-- BEGIN Information provided --
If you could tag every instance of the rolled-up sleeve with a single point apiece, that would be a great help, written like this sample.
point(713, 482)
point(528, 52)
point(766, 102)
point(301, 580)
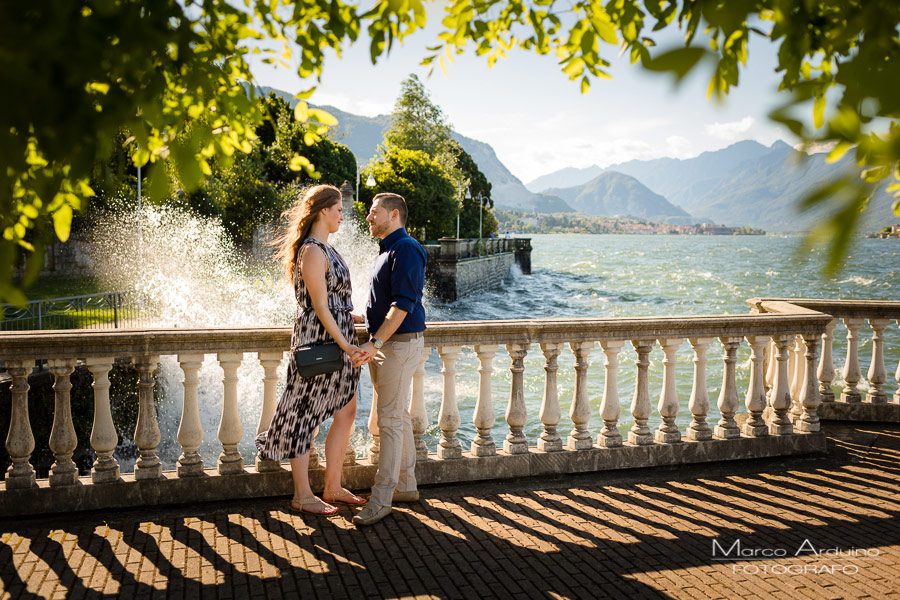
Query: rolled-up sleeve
point(407, 277)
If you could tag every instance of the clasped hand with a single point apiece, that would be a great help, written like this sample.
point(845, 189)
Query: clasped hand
point(358, 356)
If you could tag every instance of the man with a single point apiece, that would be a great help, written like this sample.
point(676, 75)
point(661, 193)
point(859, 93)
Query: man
point(395, 320)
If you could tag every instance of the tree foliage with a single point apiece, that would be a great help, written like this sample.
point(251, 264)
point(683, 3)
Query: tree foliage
point(425, 186)
point(417, 123)
point(78, 72)
point(478, 199)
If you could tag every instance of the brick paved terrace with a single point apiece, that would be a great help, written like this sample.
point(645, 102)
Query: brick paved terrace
point(639, 533)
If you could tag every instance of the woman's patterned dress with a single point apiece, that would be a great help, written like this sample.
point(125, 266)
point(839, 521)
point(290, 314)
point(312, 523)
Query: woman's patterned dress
point(307, 401)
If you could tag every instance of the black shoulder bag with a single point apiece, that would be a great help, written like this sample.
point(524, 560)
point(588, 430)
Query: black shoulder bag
point(319, 358)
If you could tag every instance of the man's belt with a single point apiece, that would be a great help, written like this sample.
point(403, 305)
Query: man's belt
point(405, 337)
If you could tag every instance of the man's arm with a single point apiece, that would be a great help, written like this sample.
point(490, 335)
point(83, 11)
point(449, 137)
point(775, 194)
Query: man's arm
point(392, 321)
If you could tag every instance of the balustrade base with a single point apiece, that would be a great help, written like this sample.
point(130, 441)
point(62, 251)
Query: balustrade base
point(863, 411)
point(579, 443)
point(267, 465)
point(726, 432)
point(698, 435)
point(108, 475)
point(876, 398)
point(486, 449)
point(641, 439)
point(449, 452)
point(667, 437)
point(554, 445)
point(20, 482)
point(851, 397)
point(755, 430)
point(172, 490)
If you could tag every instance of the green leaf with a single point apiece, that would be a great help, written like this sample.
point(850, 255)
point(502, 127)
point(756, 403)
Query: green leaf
point(819, 112)
point(62, 222)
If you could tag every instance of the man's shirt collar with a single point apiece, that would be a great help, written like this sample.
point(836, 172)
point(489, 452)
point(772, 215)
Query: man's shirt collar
point(386, 244)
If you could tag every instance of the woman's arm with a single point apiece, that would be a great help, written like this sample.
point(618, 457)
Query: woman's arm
point(313, 268)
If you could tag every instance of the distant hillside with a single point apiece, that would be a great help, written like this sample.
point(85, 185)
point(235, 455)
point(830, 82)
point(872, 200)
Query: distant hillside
point(363, 135)
point(745, 184)
point(615, 194)
point(568, 177)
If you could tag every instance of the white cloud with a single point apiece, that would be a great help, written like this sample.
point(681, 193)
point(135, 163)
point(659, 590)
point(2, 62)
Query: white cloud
point(357, 106)
point(732, 130)
point(679, 147)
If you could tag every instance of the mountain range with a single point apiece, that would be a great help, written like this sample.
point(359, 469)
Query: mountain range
point(746, 183)
point(616, 194)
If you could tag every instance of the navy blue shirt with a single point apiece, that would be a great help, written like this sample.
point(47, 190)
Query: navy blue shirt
point(398, 278)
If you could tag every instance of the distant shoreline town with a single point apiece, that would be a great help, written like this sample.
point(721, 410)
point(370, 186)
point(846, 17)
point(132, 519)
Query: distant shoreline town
point(525, 223)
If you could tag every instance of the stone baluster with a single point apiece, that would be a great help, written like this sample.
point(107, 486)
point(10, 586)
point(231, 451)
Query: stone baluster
point(877, 374)
point(755, 401)
point(699, 403)
point(728, 402)
point(417, 413)
point(270, 362)
point(146, 432)
point(449, 446)
point(826, 363)
point(780, 400)
point(770, 367)
point(809, 391)
point(667, 432)
point(515, 442)
point(190, 431)
point(580, 413)
point(851, 371)
point(609, 406)
point(103, 433)
point(798, 376)
point(63, 439)
point(640, 434)
point(230, 430)
point(375, 446)
point(20, 439)
point(550, 413)
point(897, 379)
point(483, 444)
-- END Information provided --
Objective:
Could you copy all of the records above word for word, leaving the pictures out?

Solution to the exercise:
If you could tag every instance of the rolled-up sleeve with a single point apiece, that would be a great help, written like this sample.
point(713, 482)
point(528, 52)
point(766, 102)
point(301, 580)
Query: rolled-up sleeve
point(407, 277)
If you could tag every instance of the clasped hand with a single point apiece, that would be a great help, written like this sample.
point(845, 189)
Query: clasped hand
point(358, 356)
If you could tag every instance of the man with a single point apiece, that would be a great help, written like this sample.
point(676, 75)
point(661, 193)
point(859, 93)
Query: man
point(395, 320)
If you could tag every instance of the tree foliage with a single point apiece, that would be a great help, written like this sample.
point(251, 264)
point(683, 3)
Query: tree foliage
point(425, 186)
point(417, 123)
point(78, 72)
point(478, 199)
If you could tag every instance of the brick paved terrace with a single point apiece, that would be a great help, written like this sample.
point(645, 102)
Query: brick paved terrace
point(639, 533)
If you could tag every instance of the woman's patterned dress with a single point apiece, that would be a great help, written like this sample.
point(125, 266)
point(839, 521)
point(290, 314)
point(312, 523)
Query: woman's patterned dress
point(307, 401)
If you could tag every instance of the black shoulder bag with a single point apiece, that would be a great help, written like this sample.
point(524, 560)
point(588, 430)
Query: black shoulder bag
point(319, 358)
If you could tag every instance of the man's belt with a single point apiece, that would be a great help, written like this sample.
point(403, 305)
Query: man's belt
point(405, 337)
If you could tag every instance of the man's arm with a single point apiece, that would be a great help, written like this sample.
point(490, 335)
point(83, 11)
point(449, 137)
point(775, 194)
Query: man's arm
point(392, 321)
If you could tag every instance of the balustrade base with a single point apiece, that would be a great help, written like this sample.
point(130, 441)
point(62, 251)
Query: balustrade base
point(863, 411)
point(579, 443)
point(267, 465)
point(726, 432)
point(698, 435)
point(108, 475)
point(876, 398)
point(486, 449)
point(641, 439)
point(449, 452)
point(667, 437)
point(554, 445)
point(20, 482)
point(851, 397)
point(755, 430)
point(172, 490)
If you could tag every instance of the green leaf with a single point apiece, that would be a great help, written like this sample.
point(850, 255)
point(502, 127)
point(756, 403)
Query: green leaf
point(819, 112)
point(62, 222)
If you could tag every instance of the man's shirt collar with a single point apiece, that would be a great help, written like this sample.
point(836, 172)
point(489, 452)
point(772, 215)
Query: man's shirt collar
point(386, 244)
If you could tag every instance of the woman's arm with a single point apiece, that would be a great help, written like this sample.
point(618, 457)
Query: woman's arm
point(313, 268)
If you could tag every instance of the distant hillside with a single point apiece, that would be a great help, written like this sample.
point(85, 185)
point(235, 455)
point(830, 82)
point(872, 200)
Query: distant hillside
point(363, 135)
point(745, 184)
point(615, 194)
point(568, 177)
If you could tag every instance of the white cloud with a single point apiece, that would be a great help, written like this sample.
point(681, 193)
point(135, 163)
point(659, 590)
point(2, 62)
Query: white cloud
point(357, 106)
point(732, 130)
point(679, 147)
If you could tag every instance of the mountain range with a single point apiece, that would be a great help, written like this sample.
point(359, 469)
Query: mountain range
point(746, 183)
point(616, 194)
If you could tag every instance of the navy blue shirt with a single point apiece, that would be a great help, written like this sample.
point(47, 190)
Query: navy blue shirt
point(398, 278)
If you could tag every instance of the distant shoreline town with a single point apiece, that would be a great help, written like this sample.
point(721, 410)
point(370, 186)
point(846, 17)
point(132, 519)
Query: distant shoreline town
point(525, 223)
If you could tag every instance of the stone baluster with a single point apiece, that would be a great help, written like this sample.
point(107, 486)
point(10, 586)
point(231, 451)
Query: stone baluster
point(877, 374)
point(755, 401)
point(699, 403)
point(728, 402)
point(417, 413)
point(270, 362)
point(146, 432)
point(449, 446)
point(826, 363)
point(780, 400)
point(770, 367)
point(809, 391)
point(667, 432)
point(515, 442)
point(190, 431)
point(580, 413)
point(851, 371)
point(609, 406)
point(103, 433)
point(798, 376)
point(63, 439)
point(640, 434)
point(230, 430)
point(375, 446)
point(20, 439)
point(550, 413)
point(897, 379)
point(483, 444)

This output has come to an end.